Required action A:
Answer these questions about the peripheral artery disease treatment text, one line each:
(i) Which treatment goal concerns limbs?
(ii) What four kinds of treatment may a doctor recommend for PAD?
(iii) What does the text name as the main risk factor for PAD?
Required action B: Carry on the peripheral artery disease treatment text from the point where it ends.

Peripheral Artery Disease - Treatment - Treatment
Treatment depends on how severe your PAD is and what complications you may develop or may already have. Your treatment plan will be designed to help you reach key goals:
- Reduce your risk of a major health problem such as a heart attack or stroke
- Reduce symptoms of PAD
- Improve your ability to walk, climb stairs, and perform other daily activities
- Lower your risk of losing a limb
- Improve your quality of life
To treat PAD, your doctor may recommend heart-healthy lifestyle changes, an exercise program, medicine, or a procedure to open or bypass blockages in your arteries.
Heart-healthy lifestyle changes
Your doctor may recommend that you adopt lifelong heart-healthy lifestyle changes.
- Quit smoking. Smoking is the main risk factor for PAD. Quitting can reduce your symptoms and your risk of complications. It is also important to avoid secondhand smoke. Visit Smoking and Your Heart and the National Heart, Lung, and Blood Institute’s Your Guide to a Healthy Heart. Although these resources focus on heart health, they include basic information about how to quit smoking. For free help and support to quit smoking, call the National Cancer Institute’s Smoking Quitline at 1-877-44U-QUIT (1-877-448-7848).

Entries supplied:
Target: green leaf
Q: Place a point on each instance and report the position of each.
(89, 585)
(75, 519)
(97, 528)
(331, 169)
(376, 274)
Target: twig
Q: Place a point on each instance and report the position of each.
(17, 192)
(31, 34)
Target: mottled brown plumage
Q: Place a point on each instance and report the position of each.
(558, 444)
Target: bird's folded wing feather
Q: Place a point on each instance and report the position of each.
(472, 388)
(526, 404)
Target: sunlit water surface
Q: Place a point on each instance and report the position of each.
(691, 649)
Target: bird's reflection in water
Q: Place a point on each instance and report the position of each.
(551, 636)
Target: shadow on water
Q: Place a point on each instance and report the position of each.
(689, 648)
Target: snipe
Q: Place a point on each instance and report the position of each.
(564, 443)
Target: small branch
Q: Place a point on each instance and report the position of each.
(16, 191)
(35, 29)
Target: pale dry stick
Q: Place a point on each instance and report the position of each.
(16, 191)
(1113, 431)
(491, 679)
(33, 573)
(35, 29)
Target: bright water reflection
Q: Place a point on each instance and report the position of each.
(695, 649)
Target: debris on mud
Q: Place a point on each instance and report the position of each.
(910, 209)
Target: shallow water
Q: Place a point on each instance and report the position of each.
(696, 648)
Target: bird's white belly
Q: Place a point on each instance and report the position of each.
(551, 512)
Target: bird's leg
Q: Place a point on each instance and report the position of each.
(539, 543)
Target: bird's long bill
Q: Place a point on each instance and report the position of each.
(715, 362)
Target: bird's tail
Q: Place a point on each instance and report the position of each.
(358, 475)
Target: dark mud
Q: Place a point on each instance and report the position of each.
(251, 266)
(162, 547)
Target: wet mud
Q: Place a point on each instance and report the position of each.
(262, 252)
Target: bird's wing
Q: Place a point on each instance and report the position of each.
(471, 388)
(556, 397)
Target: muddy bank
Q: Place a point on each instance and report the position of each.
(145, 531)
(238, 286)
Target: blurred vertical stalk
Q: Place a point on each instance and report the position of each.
--
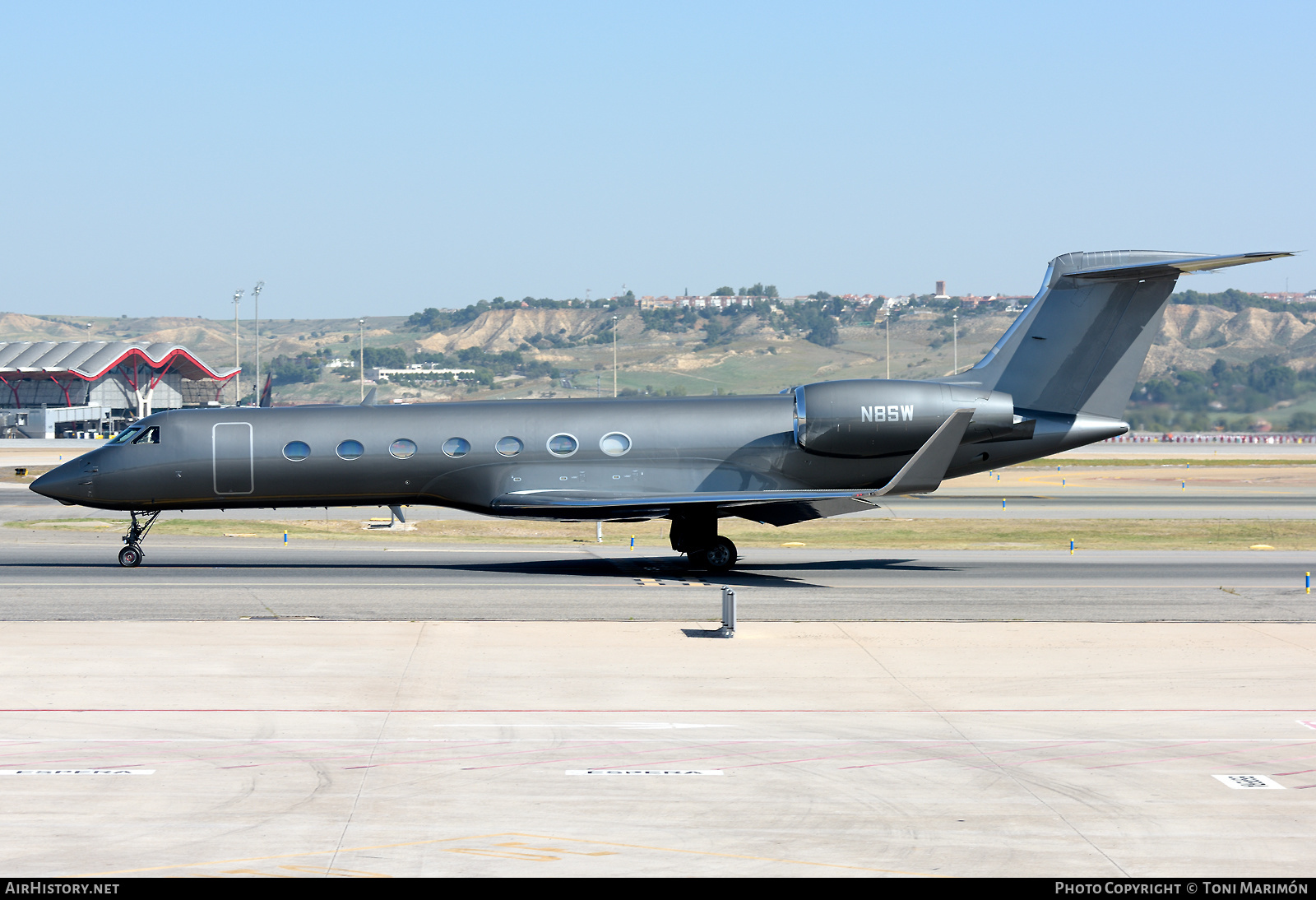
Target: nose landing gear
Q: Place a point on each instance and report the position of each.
...
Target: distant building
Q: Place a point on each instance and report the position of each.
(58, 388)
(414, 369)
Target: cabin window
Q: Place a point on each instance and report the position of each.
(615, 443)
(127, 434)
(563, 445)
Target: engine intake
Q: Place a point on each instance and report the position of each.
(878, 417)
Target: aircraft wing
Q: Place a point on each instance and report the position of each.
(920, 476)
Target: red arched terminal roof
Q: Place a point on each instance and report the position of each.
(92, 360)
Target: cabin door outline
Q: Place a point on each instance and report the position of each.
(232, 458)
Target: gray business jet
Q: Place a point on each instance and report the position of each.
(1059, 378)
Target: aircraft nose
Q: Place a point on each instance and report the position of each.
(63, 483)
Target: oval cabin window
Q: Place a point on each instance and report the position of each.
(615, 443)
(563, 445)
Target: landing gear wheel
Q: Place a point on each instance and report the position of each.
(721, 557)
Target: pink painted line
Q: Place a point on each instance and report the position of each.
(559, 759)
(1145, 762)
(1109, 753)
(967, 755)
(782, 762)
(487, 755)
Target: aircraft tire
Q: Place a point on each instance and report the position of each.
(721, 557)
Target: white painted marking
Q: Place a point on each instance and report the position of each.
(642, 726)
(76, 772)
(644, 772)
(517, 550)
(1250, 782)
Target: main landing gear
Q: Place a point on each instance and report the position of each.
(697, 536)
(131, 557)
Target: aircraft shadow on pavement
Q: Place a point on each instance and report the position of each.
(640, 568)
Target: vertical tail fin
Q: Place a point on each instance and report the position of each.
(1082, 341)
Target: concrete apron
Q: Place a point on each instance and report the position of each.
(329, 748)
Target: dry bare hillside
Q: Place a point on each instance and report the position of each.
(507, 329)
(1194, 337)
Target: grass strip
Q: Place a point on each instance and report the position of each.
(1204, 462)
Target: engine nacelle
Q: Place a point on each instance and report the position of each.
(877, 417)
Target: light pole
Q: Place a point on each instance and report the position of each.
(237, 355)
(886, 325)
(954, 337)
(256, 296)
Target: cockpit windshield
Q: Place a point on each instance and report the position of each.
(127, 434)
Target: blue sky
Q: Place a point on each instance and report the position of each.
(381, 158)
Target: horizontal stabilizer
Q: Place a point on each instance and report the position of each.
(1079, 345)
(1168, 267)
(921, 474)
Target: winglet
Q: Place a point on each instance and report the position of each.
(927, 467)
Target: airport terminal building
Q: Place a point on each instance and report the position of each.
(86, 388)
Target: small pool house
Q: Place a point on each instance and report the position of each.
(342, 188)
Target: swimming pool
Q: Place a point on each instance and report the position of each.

Your response A:
(i) Lower your risk of losing a limb.
(ii) Heart-healthy lifestyle changes, an exercise program, medicine, or a procedure to open or bypass blockages in the arteries.
(iii) Smoking.

Your response B:
- Choose heart-healthy foods, such as those in the DASH eating plan. A heart-healthy eating plan includes fruits, vegetables, and whole grains and limits saturated fats, sodium (salt), added sugars, and alcohol.
- Aim for a healthy weight. If you are overweight, losing just 3% to 5% of your current weight can help you manage some PAD risk factors, such as high blood cholesterol and diabetes. Losing even more weight can lower your blood pressure.
- Get regular physical activity. Staying physically active can help you manage PAD risk factors such as high blood cholesterol, high blood pressure, and overweight or obesity. Before starting any exercise program, ask your doctor what level of physical activity is right for you.
- Manage stress. Learning how to manage stress, relax, get good-quality sleep, and cope with problems can improve your emotional and physical health.
Exercise programs
Physical activity often works well to relieve PAD symptoms and improve your ability to walk and carry out daily activities. Regular physical activity can improve the circulation in your legs. Exercise can reduce inflammation and help your blood vessels work better.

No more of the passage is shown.